TO DO.
Please count how many lines in the entries below contain "nose" and reply with the figure alone.
WORKING DATA START
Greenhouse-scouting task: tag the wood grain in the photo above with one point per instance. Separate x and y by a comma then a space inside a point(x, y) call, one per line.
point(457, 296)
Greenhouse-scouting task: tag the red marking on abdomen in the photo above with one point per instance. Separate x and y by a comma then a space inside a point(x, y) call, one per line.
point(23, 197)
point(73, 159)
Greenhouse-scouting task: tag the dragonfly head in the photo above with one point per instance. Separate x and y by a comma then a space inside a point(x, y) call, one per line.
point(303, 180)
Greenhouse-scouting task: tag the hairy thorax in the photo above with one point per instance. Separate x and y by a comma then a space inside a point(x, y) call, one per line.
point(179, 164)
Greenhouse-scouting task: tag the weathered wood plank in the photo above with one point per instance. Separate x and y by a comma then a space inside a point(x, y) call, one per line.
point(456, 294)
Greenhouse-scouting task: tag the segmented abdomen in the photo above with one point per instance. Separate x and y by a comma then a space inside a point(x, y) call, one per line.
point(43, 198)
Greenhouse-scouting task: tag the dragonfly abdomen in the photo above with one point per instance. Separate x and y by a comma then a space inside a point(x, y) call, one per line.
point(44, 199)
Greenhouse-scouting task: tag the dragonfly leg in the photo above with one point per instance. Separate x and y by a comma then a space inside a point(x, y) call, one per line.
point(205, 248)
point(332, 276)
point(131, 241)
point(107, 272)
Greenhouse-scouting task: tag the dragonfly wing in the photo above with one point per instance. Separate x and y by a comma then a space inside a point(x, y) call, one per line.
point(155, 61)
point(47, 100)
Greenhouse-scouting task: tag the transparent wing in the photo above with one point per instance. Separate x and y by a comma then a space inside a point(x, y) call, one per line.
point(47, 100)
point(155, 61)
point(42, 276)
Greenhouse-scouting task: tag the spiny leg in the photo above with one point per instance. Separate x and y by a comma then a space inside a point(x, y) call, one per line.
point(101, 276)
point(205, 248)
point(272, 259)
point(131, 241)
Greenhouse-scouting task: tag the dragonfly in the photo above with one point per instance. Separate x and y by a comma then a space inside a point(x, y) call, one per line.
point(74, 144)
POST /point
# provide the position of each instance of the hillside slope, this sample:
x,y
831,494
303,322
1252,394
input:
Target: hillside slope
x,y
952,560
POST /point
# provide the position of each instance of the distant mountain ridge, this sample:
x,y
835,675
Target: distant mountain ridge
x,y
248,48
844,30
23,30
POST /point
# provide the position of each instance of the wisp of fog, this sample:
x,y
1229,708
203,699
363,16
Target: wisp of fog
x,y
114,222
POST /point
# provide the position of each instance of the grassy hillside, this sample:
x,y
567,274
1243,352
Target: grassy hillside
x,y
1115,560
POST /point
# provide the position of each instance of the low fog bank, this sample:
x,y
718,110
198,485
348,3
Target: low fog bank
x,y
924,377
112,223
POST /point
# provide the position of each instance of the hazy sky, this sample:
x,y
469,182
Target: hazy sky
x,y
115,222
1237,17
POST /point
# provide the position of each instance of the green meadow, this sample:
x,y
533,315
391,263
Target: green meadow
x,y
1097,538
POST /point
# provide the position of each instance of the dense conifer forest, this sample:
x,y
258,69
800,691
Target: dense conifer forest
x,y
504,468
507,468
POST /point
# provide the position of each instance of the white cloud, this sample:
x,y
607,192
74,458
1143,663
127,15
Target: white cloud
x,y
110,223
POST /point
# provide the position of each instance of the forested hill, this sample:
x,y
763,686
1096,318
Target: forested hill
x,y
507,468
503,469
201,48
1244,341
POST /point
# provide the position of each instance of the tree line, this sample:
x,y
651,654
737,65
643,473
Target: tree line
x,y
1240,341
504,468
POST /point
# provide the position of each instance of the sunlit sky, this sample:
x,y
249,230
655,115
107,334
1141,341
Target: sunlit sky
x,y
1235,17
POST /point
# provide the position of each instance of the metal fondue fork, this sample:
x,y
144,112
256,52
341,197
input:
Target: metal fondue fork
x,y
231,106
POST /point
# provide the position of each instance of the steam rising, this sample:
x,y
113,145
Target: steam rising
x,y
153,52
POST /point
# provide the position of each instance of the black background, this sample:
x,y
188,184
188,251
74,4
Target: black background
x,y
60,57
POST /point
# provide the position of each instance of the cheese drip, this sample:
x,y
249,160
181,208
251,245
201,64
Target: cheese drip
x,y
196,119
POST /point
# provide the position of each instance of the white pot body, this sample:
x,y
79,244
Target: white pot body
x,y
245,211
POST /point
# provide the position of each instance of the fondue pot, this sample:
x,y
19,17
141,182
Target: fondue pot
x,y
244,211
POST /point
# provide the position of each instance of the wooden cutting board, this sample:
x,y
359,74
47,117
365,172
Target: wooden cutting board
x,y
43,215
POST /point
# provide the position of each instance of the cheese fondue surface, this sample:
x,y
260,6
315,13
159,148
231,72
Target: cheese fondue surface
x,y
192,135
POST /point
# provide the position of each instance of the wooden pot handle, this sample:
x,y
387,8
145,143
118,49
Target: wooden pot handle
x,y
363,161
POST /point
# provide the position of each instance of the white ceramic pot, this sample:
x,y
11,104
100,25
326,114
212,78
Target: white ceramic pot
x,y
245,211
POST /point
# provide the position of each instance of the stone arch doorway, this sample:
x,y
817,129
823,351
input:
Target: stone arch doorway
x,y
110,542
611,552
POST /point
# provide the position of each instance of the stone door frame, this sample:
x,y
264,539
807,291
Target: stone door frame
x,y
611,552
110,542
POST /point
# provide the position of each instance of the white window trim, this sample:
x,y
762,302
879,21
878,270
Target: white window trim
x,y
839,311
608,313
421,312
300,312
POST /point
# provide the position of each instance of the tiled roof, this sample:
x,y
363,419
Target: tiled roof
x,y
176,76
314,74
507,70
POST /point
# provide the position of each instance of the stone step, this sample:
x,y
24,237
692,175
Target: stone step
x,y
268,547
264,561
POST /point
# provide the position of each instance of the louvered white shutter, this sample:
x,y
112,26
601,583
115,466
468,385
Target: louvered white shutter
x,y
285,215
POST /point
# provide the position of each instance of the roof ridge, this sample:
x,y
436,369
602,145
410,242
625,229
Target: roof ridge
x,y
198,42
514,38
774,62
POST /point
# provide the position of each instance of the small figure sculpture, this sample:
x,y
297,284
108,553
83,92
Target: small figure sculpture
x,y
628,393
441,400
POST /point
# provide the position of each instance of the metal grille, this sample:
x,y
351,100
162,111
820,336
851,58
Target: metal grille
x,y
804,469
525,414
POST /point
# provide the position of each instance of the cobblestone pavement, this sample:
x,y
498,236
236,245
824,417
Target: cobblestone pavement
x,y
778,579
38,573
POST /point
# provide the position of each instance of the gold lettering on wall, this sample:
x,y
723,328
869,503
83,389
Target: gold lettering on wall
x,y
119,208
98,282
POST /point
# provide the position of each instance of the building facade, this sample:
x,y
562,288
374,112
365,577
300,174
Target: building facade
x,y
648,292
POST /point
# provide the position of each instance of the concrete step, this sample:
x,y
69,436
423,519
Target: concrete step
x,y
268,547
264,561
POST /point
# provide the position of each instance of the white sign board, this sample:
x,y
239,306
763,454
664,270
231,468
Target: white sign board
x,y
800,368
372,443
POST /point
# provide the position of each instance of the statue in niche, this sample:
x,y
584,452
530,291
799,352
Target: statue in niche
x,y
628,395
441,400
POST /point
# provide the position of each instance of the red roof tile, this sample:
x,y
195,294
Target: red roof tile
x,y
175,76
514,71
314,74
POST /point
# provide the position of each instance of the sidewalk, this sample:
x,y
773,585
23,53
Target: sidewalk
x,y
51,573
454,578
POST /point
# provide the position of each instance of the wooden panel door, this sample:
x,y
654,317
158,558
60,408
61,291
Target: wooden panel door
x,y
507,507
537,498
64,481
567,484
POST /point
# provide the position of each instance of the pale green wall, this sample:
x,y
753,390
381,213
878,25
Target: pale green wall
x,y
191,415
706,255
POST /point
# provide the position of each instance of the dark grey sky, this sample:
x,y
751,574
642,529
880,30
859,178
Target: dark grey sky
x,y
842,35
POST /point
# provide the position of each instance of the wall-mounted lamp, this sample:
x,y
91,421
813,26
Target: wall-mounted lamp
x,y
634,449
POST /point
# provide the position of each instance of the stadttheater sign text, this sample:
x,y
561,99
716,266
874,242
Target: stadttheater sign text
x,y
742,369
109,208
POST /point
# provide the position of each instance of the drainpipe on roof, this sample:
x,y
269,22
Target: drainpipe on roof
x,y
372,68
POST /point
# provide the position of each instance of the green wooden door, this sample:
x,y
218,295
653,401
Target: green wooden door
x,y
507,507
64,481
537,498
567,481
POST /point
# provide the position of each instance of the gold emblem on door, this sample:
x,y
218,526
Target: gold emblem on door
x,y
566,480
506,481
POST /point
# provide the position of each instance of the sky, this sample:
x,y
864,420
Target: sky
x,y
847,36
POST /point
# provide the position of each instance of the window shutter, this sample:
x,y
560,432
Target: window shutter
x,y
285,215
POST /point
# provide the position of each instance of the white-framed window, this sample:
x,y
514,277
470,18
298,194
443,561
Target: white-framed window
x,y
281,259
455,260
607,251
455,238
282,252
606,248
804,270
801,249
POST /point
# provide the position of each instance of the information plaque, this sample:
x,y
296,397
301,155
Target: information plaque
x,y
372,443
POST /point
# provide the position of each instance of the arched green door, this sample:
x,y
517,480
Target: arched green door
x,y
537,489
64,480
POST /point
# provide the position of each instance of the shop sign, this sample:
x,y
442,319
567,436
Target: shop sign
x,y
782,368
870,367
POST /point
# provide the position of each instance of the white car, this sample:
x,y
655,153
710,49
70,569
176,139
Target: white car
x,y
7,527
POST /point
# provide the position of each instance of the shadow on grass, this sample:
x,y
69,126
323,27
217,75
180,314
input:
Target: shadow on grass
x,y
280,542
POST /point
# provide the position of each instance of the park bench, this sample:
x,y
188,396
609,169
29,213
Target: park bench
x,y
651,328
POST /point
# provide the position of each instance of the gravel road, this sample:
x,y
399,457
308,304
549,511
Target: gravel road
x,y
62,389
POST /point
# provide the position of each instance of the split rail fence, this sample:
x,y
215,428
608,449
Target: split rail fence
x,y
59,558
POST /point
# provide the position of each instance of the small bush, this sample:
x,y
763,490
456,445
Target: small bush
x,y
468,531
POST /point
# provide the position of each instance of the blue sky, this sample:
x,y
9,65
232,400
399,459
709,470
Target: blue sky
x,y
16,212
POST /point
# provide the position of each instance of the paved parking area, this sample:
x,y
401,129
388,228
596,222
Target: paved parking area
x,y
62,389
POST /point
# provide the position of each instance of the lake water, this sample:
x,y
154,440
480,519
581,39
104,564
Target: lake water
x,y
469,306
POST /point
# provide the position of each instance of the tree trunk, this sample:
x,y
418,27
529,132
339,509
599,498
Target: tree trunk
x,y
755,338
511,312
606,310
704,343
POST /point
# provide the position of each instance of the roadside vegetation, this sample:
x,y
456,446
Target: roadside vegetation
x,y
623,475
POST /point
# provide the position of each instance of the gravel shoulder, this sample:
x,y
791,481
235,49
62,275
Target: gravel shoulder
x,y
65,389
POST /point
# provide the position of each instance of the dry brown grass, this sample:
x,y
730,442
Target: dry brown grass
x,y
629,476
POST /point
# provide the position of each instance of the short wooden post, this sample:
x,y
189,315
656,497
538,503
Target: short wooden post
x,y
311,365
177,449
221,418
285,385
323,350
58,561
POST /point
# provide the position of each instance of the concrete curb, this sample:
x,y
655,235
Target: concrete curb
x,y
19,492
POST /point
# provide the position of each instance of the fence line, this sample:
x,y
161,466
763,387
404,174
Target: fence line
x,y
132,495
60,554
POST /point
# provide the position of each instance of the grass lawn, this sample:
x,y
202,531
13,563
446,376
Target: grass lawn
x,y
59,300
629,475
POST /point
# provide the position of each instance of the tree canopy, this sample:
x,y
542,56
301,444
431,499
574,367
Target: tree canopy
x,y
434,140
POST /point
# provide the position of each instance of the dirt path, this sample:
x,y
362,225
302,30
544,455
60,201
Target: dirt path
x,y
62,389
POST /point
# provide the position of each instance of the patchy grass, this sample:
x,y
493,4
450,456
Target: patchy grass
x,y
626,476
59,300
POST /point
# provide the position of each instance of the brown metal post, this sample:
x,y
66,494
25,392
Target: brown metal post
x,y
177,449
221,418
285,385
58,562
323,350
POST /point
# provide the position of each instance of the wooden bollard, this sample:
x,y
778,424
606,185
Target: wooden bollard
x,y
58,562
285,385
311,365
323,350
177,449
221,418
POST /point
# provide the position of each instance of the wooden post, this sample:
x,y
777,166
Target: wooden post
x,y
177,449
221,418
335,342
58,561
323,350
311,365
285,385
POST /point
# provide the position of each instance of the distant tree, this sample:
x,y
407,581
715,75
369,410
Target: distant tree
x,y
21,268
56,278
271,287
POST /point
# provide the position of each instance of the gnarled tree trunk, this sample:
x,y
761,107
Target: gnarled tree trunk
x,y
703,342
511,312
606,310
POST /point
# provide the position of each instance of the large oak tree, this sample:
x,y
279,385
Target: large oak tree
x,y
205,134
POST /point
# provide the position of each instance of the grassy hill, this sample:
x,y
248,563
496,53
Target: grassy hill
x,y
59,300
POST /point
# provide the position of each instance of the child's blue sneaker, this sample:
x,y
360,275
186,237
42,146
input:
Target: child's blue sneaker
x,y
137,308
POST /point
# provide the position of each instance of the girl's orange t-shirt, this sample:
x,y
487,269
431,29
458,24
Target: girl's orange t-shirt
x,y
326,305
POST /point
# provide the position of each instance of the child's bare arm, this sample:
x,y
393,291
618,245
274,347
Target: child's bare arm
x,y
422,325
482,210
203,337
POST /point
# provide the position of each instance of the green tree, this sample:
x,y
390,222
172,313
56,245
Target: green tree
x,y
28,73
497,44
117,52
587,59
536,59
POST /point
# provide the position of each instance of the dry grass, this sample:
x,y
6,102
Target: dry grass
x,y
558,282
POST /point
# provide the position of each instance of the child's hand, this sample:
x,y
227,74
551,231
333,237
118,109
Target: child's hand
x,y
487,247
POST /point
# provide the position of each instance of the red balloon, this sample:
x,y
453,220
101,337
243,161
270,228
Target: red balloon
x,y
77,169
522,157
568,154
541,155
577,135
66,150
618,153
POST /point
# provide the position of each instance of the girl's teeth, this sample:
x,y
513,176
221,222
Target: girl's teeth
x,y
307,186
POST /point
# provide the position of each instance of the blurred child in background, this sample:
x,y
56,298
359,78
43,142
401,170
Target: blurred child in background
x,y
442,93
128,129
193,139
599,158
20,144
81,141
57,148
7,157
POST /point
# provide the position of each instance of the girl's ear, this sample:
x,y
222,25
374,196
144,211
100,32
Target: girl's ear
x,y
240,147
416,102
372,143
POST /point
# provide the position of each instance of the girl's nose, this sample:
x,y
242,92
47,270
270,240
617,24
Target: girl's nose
WORKING DATA END
REPLY.
2